Seçilen Bölüm:
▽

Öykü Serter: Zayıfım çünkü hastayım
Onun için çok soğuk dediler, serttir dediler, ağzı, dudağı estetik dediler. Öykü Serter’le buluştuk; öncüsü olduğu gri saçlarından, evlilik meselesine, zekâsından zayıflığının sebebine her şeyi sorduk
RÖPORTAJ: NAZENİN TOKUŞOĞLU
FOTOĞRAFLAR: CEM TALU
■ Bize Öykü’yü anlatır mısınız?
Yeminli mali müşavir baba ile ev hanımı bir annenin çocuğuyum. TED Ankara Koleji’nde, Hacettepe Üniversitesi’nde okudum, Galatasaray’da yüksek lisans yaptım. Bahçeşehir Üniversitesi’ndeki doktoramı bitiriyorum. Los Angeles’ta oyunculuk eğitimi aldım. Çok okurum. Kendime yatırım yaparım. Arada fışkırıyor bilgiler, ukalalıktan değil yani…
■ Neden başka bir işe yönelmediniz? Daha çok para ya da ün müydü mesele?
Şöhretle hiç alakam yok. Memur zihniyetiyle yaşarım. 1994’te radyo sayesinde bir yol açıldı. Akademik kariyeri isterdim ama biraz tanınınca olamadı. Akademi popüleri sevmez. Bir hocam, “Ne oldu, Brooke Shields’ın doktorası var, seninki eksik kalmasın diye mi geldin” dedi. Soğudum.
■ Sizin için çok şey söylendi. Çok soğuk, çok güçlü, çok güzel, çok zayıf, çok elit, çok zeki, çok katı… Ne kadarı doğru?
Hiçbiri… Ne kadar insan, o kadar görüş. Ağırbaşlı bir duruşum var, kabul ediyorum. Cıvıklık sevmem, sadece kendimde değil, özel hayatımdaki erkekte de sevmem. Kesinlikle ağırbaşlı ve olgun olması gerek. İşim gereği böyle bir imajım oldu ama bu imajımı korumazsam kıyamet kopabilir.

△

Girdiler:

▽

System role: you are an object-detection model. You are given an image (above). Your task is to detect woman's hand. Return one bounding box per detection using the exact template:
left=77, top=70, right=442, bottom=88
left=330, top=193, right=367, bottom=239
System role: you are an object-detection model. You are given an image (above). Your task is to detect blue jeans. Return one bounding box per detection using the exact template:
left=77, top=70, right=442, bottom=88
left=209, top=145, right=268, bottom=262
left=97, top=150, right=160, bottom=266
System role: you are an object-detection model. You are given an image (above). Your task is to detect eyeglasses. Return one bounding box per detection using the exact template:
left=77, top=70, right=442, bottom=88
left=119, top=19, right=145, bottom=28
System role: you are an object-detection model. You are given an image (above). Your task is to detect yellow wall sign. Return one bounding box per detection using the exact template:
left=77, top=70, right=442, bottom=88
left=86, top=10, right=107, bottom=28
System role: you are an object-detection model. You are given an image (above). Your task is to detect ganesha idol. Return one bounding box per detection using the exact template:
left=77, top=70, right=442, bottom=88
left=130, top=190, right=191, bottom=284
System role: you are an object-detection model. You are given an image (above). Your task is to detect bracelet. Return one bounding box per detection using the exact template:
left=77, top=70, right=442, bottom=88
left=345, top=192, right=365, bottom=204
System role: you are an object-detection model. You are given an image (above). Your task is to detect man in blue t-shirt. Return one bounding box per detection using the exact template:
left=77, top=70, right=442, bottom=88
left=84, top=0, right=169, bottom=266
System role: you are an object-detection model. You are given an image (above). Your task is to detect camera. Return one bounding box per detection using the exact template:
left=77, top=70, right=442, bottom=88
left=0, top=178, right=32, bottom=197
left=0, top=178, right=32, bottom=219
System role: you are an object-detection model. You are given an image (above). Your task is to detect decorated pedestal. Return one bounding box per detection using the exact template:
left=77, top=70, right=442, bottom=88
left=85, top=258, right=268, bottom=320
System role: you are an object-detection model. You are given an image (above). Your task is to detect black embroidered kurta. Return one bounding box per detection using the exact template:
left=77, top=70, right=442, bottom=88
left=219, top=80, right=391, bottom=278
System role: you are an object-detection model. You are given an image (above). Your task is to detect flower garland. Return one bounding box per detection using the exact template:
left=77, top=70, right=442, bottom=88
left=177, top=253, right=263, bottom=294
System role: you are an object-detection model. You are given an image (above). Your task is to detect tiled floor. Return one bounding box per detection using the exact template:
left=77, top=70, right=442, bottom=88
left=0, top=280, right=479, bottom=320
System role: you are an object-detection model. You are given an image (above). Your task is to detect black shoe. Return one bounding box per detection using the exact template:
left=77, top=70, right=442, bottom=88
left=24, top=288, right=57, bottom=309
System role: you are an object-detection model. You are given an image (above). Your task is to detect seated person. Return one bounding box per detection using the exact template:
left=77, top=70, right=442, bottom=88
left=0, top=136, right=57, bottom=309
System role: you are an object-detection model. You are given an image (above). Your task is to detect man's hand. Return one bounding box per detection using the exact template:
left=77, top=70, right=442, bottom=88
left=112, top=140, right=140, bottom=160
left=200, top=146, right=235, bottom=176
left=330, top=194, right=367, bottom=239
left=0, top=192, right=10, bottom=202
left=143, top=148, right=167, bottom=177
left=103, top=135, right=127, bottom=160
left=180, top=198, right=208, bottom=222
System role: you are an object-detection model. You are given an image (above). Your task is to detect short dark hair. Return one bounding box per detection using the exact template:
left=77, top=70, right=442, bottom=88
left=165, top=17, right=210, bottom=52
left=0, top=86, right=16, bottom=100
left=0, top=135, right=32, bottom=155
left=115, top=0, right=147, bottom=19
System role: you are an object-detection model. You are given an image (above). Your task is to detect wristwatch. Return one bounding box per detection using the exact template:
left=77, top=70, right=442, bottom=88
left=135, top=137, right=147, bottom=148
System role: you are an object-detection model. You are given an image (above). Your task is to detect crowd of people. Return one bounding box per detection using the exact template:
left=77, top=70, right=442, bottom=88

△

Yapılacak Çalışmalar:
**1)** Öykü Serter röportajına göre Serter'in akademik kariyer yapamamasının sebebini bir ila üç cümleyle açıklayınız.
**2)** Öykü Serter röportajında Serter oyunculuk eğitimini hangi şehirde aldığını belirtmektedir?
**3)** Öykü Serter röportajını son cümlesinin ardından sürdürünüz.
Satırların bu çalışmayla herhangi bir ilgisi yoktur.

Cevaplar Aşağıdadır:
**1)** Serter, biraz tanındıktan sonra akademik kariyer yapamadığını, çünkü akademinin popüler olanı sevmediğini söyler. Bir hocasının, Brooke Shields'ın doktorasını örnek göstererek onun da doktorası eksik kalmasın diye mi geldiğini sorması üzerine akademiden soğumuştur.

**2)** Los Angeles'ta.

**3)**
UZUN ZAMAN İŞSİZDİM
■ Aşırı paralar kazandınız mı?
Banka genel müdürü kadardır en fazla. Para peşinde koşan, ücreti yüksek biri değilim. Devamlılık ve kalite önemli. Uzun zaman işsizdim, birikimim de tükendi ama çıkıp fakir edebiyatı yapmadım. Yokluktan konuşamam, kol kırılır yen içinde kalır.
■ “Ya kapım çalınmazsa” korkusu oldu mu?
Olmadı. Köpeklerime kıyafet örüyordum. Bunu bir internet sitesi üzerinden ticarete dönüştürmeyi düşündüğüm anda, Bu Tarz Benim teklifi geldi. Her türlü iş bulurum kendime.
■ Kimden akıl alırsınız?
Annem dev motivasyondur benim için. Annem Nur Serter değil bu arada, buna da açıklık getireyim.
■ Ankaralı olmak nasıl bir şey?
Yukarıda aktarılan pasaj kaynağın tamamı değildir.